**TRECHO DO DOCUMENTO**.

No evento de abertura de Cannes Lions, o VP de Marketing da Apple explicou sobre as inovações que foram feitas e que a criatividade humana é a principal arma contra os algoritmos no painel 'Human after all'.
A diferença de como poderíamos melhorar a vida humana com a tecnologia 20 anos atrás e hoje é brutal. Temos meios e ferramentas muito mais ativos para transformar acessibilidade em cases de sucesso - como a Apple trouxe de exemplo com seus novos AirPods que também são aparelhos auditivos agora.
De nada adianta a criatividade e a tecnologia, se não temos o toque do sentimento, da paixão e da angústia que identifica as necessidades que a gente tem como ser humano para supri-las. E a Apple usa justamente a IA para potencializar essas novas descobertas de necessidade e efetividade.
Enquanto isso, um pouco mais afastado dos palcos principais, aconteceu uma conversa um pouco mais específica sobre IA aplicada em frameworks de marketing digital. Ainda vemos pouco sobre DTC creative strategy em Cannes, mas aos poucos estamos representando cada vez mais as conversas dos bastidores e fundadores de empresas que faturam de dez a cem milhões de dólares por mês.
Na casa chamada Darkroom, Max Satter (CEO da Unveild) liderou o painel sobre AI no E-commerce com Rishabh Jain, CEO da FERMÀT, Robert Sieh, CEO da Reach Faster, e Josh Bowen, CEO da Sotto - empresas do ecossistema DTC internacional.
Formada principalmente por startups, esse ecossistema tem equipes mais enxutas e tomadas de decisões muito mais aceleradas, logo, implementar a inteligência artificial nos processos é muito mais fácil.
Um dos tópicos mais fomentados é acerca da implementação de IA nos processos de creative strategy, que envolve pesquisa, roteirização, produção e gestão de anúncios online para estratégias de growth.
O primeiro lugar que a inteligência artificial toca nesse processo é a parte de pesquisa, potencializando como profissionais de marketing encontram informações relevantes para suas audiências e utilizá-las em anúncios. O uso de prompts para avaliar pesquisas de formulários ou entrevistas em profundidade e clusterizar e semantizar as informações para a tomada de decisão criativa, é o passo número um para otimizar a roda criativa dessas equipes.
Logo depois vem a produção de conteúdo. Antes, um processo que envolvia enviar produtos para um criador, esperar a entrega e a gravação, hoje pode ser gerado em poucos minutos através de fotos do produto. De imagem para vídeos. De um criador para reprodução em massa de avatares segurando produtos que nunca usaram, mas que você não precisa mais solicitar e rodar todos os vídeos a cada novo roteiro e briefings, uma vez com os materiais base do criador ou do executivo, você reproduz seu áudio, vídeo e materiais em escala. E isso, é claro, inicia toda uma nova discussão sobre contratos de direitos autorais e relacionamento entre marcas e criadores.
O mais complexo, e ainda possivelmente mais impactante, é a criação de agentes de análise e tomada de decisões, que são alimentados pelo processo de pensamento do estrategista e reproduz as possíveis alavancas de crescimento e peças para interação.
Cada vez mais copywriters e estrategistas estão perdendo esse posto operacional para a IA, mas ganhando novas frentes na parte de relacionamento com o cliente, contato com o consumidor final e tendo mais recursos para investir em pesquisa de entendimento do usuário.

**INSTRUÇÃO ESCRITA**. Copie do texto sobre Cannes Lions o trecho entre "De nada adianta" e "ecossistema DTC internacional.", inclusive. As linhas a seguir são material à parte, independente do texto sobre Cannes Lions.

**DADOS EXTRAÍDOS**.

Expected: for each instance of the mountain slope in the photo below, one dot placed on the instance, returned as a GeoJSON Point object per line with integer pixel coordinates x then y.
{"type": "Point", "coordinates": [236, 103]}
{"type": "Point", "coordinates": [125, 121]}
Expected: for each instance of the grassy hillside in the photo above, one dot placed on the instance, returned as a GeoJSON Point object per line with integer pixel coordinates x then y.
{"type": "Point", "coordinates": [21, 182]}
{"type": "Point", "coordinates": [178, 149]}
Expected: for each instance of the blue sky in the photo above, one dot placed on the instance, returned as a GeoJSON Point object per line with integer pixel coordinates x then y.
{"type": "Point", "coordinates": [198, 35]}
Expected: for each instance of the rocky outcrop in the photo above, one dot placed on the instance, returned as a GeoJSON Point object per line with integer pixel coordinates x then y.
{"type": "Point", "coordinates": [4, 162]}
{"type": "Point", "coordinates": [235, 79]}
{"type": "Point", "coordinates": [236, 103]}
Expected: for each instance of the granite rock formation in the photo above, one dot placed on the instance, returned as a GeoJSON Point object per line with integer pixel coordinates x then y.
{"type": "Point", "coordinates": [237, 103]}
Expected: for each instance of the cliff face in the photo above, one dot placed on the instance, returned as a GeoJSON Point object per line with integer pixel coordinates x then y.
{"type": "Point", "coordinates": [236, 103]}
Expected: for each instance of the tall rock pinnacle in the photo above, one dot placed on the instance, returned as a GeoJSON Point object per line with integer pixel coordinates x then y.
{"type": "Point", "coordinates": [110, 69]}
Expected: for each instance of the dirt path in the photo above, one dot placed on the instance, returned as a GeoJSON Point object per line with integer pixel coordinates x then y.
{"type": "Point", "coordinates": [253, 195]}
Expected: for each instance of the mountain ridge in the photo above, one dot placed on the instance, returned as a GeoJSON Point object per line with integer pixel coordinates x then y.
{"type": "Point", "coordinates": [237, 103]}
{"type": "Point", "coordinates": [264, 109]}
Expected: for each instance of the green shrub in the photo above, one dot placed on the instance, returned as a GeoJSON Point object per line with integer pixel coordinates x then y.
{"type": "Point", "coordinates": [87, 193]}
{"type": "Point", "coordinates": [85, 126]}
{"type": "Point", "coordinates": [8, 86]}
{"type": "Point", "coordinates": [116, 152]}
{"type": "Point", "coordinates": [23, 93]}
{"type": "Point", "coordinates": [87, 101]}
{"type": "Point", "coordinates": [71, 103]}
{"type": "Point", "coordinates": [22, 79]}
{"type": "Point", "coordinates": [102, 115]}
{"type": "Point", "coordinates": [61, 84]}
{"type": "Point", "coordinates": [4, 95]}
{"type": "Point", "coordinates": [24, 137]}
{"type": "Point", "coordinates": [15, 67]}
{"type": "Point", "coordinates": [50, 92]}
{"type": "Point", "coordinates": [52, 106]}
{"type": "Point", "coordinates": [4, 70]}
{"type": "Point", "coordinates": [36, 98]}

**RESPOSTA**.
De nada adianta a criatividade e a tecnologia, se não temos o toque do sentimento, da paixão e da angústia que identifica as necessidades que a gente tem como ser humano para supri-las. E a Apple usa justamente a IA para potencializar essas novas descobertas de necessidade e efetividade.
Enquanto isso, um pouco mais afastado dos palcos principais, aconteceu uma conversa um pouco mais específica sobre IA aplicada em frameworks de marketing digital. Ainda vemos pouco sobre DTC creative strategy em Cannes, mas aos poucos estamos representando cada vez mais as conversas dos bastidores e fundadores de empresas que faturam de dez a cem milhões de dólares por mês.
Na casa chamada Darkroom, Max Satter (CEO da Unveild) liderou o painel sobre AI no E-commerce com Rishabh Jain, CEO da FERMÀT, Robert Sieh, CEO da Reach Faster, e Josh Bowen, CEO da Sotto - empresas do ecossistema DTC internacional.